# EXERCISE:
Find every line containing the word "basket" in the records below; report only how many there are.

# INPUT RECORDS:
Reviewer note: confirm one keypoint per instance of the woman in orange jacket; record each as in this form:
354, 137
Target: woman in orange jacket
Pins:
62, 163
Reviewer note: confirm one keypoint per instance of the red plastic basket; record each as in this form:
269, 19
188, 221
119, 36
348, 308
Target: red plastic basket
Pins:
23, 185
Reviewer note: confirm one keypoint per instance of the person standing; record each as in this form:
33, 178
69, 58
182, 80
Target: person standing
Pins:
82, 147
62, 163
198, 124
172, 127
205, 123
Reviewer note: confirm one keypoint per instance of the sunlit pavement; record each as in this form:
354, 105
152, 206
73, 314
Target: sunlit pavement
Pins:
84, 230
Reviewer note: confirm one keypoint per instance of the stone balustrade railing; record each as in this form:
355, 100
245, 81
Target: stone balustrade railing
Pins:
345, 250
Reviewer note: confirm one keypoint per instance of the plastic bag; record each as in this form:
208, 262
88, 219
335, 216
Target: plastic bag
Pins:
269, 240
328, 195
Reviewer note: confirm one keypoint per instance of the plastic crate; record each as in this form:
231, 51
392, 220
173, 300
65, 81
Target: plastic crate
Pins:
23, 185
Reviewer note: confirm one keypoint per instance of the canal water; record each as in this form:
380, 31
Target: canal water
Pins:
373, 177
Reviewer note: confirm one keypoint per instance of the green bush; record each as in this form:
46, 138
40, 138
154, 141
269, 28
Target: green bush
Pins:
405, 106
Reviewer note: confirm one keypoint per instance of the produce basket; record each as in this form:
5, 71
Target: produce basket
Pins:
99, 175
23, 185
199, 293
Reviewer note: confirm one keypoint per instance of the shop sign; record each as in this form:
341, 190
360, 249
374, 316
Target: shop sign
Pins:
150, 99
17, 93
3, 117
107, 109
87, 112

==

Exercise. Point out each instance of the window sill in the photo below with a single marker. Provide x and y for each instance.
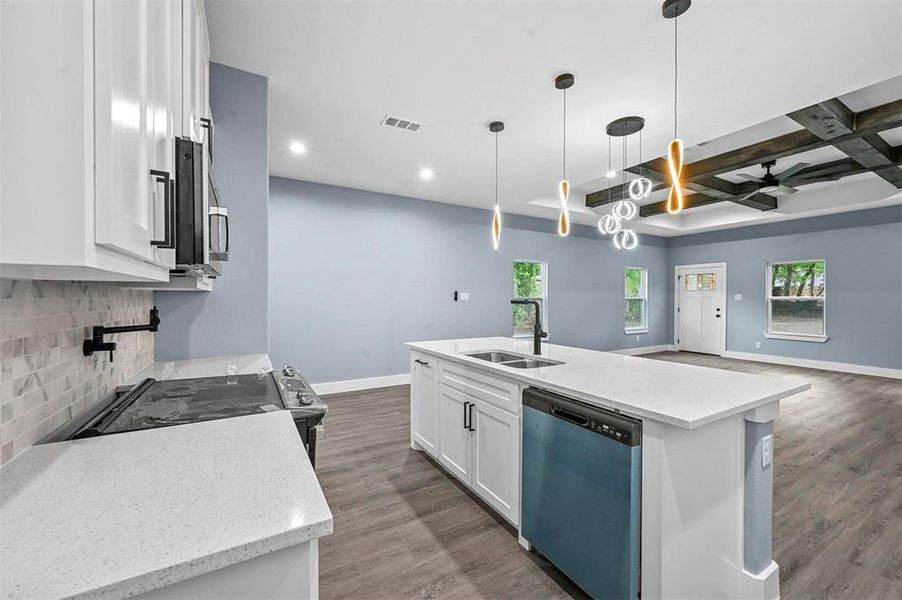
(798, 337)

# ANSWER TO THE EXERCISE:
4